===== MATERIAL FOR THE TASK
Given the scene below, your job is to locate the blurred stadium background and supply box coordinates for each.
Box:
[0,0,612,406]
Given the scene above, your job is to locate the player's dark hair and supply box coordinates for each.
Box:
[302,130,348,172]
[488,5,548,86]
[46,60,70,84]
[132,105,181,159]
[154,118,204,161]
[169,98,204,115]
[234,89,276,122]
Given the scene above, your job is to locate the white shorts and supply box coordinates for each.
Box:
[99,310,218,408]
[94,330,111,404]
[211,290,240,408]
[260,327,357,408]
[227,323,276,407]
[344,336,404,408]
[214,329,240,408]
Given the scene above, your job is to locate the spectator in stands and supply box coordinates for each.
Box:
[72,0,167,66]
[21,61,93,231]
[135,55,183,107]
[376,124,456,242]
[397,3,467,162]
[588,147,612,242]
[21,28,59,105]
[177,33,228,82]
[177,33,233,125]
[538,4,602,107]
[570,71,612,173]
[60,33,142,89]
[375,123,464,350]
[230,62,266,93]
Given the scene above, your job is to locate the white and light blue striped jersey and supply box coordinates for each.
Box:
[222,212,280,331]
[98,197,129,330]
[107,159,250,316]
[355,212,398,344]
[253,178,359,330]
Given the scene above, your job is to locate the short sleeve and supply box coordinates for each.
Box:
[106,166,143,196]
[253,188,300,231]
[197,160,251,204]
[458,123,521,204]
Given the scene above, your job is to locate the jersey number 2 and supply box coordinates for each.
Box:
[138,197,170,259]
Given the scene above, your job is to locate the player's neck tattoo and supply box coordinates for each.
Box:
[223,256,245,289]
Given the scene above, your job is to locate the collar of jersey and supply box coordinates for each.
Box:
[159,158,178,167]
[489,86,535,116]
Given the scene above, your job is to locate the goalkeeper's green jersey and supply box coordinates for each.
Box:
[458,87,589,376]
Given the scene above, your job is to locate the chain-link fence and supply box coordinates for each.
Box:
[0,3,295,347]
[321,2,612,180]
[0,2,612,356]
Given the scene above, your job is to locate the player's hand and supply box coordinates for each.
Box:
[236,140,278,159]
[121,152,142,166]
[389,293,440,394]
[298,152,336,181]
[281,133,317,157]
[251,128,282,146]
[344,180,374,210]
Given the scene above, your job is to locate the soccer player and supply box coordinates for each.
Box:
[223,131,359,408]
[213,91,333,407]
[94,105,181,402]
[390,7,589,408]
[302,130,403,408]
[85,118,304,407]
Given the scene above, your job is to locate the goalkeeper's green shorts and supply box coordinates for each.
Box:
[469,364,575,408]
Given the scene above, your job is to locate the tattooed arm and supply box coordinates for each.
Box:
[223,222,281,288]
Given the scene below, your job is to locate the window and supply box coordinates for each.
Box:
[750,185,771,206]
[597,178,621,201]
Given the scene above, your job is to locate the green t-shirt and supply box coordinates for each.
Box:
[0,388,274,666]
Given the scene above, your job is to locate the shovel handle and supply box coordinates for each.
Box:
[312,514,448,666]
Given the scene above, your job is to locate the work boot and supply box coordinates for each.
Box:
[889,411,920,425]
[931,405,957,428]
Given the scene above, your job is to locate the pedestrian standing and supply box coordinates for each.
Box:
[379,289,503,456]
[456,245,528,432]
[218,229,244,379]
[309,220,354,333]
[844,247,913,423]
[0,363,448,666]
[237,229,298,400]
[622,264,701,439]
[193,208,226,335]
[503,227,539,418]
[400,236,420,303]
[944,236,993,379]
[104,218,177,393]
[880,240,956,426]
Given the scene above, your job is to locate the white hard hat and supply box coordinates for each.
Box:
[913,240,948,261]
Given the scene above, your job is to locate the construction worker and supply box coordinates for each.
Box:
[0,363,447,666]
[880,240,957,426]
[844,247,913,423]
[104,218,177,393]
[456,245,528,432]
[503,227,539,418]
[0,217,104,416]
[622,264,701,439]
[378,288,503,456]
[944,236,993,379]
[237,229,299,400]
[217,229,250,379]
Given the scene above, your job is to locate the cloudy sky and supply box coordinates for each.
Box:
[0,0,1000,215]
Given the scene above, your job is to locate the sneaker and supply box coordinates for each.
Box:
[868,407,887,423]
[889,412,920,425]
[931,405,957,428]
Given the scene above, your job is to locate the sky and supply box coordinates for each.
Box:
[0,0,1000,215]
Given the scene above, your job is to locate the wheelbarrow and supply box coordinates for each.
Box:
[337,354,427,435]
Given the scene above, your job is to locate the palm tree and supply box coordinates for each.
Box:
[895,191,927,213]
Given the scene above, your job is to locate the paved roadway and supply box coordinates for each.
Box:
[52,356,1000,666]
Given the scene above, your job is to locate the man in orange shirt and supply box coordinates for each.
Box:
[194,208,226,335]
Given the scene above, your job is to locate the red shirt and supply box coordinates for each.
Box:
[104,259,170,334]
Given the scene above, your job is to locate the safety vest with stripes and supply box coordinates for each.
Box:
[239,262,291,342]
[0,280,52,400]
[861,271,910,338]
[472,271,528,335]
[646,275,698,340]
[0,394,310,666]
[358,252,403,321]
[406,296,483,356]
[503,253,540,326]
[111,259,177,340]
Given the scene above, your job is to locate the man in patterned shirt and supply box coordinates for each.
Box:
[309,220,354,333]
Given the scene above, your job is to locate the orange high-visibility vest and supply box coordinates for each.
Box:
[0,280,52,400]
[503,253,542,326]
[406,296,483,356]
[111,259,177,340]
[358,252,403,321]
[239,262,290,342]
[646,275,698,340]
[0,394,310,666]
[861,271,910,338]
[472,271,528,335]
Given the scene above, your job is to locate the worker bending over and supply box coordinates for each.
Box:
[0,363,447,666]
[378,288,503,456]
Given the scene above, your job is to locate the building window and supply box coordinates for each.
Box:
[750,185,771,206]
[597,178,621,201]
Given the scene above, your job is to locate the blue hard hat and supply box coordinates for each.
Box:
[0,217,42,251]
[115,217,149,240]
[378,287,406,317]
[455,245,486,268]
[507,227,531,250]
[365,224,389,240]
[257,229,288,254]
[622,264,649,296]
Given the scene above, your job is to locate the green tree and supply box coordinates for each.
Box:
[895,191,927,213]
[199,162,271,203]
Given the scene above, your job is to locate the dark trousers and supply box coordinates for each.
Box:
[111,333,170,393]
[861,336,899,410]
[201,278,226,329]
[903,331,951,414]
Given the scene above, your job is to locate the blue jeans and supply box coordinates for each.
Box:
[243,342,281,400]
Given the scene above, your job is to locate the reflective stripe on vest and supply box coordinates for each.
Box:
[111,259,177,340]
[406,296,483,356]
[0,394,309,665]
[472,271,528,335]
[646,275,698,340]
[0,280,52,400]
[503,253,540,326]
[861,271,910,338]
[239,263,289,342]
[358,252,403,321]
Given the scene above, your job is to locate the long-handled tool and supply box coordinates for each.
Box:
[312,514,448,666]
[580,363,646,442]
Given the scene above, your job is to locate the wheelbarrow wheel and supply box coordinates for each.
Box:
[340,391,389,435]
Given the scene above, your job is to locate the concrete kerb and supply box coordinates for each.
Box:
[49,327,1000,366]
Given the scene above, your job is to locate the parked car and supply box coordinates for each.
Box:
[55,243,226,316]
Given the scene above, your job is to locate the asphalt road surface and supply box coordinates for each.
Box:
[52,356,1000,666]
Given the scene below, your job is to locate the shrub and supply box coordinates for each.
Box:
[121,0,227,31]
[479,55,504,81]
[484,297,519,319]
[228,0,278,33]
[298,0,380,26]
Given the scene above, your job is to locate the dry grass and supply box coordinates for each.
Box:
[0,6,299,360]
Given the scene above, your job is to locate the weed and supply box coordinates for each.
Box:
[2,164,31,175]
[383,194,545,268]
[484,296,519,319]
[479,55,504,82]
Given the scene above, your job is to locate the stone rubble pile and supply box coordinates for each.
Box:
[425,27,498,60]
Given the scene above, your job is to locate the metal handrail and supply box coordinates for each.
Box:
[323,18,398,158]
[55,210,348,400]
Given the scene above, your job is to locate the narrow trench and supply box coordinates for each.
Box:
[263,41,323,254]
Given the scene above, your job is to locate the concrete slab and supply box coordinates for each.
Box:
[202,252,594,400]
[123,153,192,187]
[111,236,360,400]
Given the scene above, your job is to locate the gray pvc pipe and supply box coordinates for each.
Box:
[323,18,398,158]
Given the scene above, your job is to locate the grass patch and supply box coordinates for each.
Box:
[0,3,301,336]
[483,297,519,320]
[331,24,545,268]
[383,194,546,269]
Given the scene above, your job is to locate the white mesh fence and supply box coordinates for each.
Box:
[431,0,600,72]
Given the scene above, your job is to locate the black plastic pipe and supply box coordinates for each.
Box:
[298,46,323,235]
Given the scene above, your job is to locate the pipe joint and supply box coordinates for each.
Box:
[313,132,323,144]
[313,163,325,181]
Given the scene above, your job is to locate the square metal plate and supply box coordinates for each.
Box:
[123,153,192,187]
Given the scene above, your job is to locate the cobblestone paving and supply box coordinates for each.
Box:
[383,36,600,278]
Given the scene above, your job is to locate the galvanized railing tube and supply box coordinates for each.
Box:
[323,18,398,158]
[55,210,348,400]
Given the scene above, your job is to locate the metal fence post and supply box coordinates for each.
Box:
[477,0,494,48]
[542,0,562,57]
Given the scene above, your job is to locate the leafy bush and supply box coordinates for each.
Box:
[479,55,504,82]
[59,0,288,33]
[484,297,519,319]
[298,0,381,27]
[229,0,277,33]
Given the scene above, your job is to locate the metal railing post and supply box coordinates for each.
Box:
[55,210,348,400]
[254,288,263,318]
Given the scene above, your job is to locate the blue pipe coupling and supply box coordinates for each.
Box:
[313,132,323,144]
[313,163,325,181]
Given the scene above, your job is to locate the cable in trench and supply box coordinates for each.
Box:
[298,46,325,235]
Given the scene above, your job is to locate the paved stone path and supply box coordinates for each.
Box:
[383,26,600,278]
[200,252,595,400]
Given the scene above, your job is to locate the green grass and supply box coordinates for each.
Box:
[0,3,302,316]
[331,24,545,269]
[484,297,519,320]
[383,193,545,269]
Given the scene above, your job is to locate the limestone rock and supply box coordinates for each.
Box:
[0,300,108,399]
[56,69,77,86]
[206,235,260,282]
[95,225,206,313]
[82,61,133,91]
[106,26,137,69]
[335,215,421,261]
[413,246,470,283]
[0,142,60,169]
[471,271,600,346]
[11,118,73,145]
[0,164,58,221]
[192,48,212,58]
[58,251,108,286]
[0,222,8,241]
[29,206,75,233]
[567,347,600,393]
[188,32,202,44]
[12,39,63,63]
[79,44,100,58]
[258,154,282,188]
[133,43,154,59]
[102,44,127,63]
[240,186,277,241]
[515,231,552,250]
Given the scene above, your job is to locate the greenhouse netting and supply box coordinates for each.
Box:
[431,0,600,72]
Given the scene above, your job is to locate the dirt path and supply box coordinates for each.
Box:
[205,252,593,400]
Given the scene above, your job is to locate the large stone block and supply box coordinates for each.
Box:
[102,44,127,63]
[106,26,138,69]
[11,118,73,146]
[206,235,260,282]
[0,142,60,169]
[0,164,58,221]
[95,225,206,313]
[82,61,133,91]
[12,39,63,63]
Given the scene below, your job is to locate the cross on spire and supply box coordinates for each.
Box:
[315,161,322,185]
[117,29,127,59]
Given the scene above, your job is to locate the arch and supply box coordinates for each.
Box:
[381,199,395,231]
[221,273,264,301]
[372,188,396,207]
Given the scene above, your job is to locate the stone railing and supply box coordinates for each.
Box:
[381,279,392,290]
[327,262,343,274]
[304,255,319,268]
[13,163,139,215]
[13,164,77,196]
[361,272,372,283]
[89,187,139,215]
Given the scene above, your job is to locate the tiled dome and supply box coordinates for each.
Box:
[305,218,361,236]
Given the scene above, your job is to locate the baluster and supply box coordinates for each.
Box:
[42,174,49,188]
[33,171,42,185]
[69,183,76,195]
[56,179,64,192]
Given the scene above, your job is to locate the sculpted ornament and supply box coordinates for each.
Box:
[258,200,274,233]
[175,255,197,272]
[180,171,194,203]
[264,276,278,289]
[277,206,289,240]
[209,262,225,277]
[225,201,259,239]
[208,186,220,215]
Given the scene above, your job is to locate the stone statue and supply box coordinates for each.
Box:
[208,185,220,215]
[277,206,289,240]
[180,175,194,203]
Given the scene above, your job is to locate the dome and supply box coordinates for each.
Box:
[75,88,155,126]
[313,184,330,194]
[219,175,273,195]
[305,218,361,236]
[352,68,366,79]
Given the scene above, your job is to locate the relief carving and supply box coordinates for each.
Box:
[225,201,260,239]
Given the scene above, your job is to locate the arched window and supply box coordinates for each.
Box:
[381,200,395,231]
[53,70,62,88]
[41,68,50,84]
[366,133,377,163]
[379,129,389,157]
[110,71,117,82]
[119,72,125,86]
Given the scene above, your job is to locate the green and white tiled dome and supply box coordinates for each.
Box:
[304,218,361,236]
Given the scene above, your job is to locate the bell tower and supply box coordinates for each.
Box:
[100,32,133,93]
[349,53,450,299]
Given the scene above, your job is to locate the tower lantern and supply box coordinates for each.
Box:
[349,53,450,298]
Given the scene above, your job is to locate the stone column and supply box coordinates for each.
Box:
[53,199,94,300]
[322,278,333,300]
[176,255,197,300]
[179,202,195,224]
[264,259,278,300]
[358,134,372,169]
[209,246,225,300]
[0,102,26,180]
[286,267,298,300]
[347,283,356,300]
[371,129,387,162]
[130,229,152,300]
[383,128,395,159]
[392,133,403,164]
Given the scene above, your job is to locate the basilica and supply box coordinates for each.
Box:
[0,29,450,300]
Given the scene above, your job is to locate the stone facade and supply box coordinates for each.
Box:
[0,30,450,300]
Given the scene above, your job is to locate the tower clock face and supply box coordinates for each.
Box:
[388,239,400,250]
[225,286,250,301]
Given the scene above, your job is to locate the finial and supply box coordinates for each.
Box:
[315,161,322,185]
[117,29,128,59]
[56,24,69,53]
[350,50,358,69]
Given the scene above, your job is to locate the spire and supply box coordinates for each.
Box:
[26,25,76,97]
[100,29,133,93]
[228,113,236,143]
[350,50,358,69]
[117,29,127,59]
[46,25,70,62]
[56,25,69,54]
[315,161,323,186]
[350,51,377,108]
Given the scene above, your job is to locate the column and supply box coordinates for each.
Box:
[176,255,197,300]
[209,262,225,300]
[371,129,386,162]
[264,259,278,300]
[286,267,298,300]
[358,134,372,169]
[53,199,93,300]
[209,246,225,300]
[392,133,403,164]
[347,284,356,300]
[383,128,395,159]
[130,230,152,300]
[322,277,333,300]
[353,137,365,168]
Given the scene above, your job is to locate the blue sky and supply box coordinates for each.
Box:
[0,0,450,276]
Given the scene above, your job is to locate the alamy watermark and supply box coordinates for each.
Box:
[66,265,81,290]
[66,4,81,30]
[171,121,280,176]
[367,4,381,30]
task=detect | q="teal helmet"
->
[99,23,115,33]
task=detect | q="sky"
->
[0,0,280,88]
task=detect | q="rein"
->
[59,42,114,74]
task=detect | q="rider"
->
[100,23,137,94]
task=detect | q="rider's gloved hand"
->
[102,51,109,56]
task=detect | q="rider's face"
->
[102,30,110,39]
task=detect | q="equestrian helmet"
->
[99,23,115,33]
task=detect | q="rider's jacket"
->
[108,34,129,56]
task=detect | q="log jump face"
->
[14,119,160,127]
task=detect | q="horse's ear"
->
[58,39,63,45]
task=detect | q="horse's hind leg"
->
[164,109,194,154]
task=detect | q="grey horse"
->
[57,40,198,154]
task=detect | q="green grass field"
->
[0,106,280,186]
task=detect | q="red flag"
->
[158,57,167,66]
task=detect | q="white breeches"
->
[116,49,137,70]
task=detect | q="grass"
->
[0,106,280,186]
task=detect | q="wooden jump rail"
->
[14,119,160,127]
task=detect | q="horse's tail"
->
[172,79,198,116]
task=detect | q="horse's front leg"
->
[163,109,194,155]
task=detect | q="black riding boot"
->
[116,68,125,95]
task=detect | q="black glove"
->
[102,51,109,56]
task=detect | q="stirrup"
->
==========
> _YOUR INSTRUCTIONS_
Copy out, word for word, everything from the very start of the material down to and including the line that contains "[214,329,240,408]".

> _TASK ANSWER_
Given the scene below, your job is to locate the blurred stadium background and supply box coordinates for each.
Box:
[0,0,612,406]
Given the scene above, your job is to locate the player's dark hair and supply box coordinates for each.
Box:
[302,130,348,172]
[488,5,548,86]
[46,60,70,84]
[132,105,181,159]
[154,118,204,161]
[169,98,204,115]
[234,89,276,122]
Given the scene above, your job is to locate the white shorts and supply box coordinates for each.
Box:
[99,310,218,408]
[94,330,111,404]
[211,290,240,408]
[260,327,357,408]
[227,323,276,407]
[344,336,404,408]
[214,329,240,408]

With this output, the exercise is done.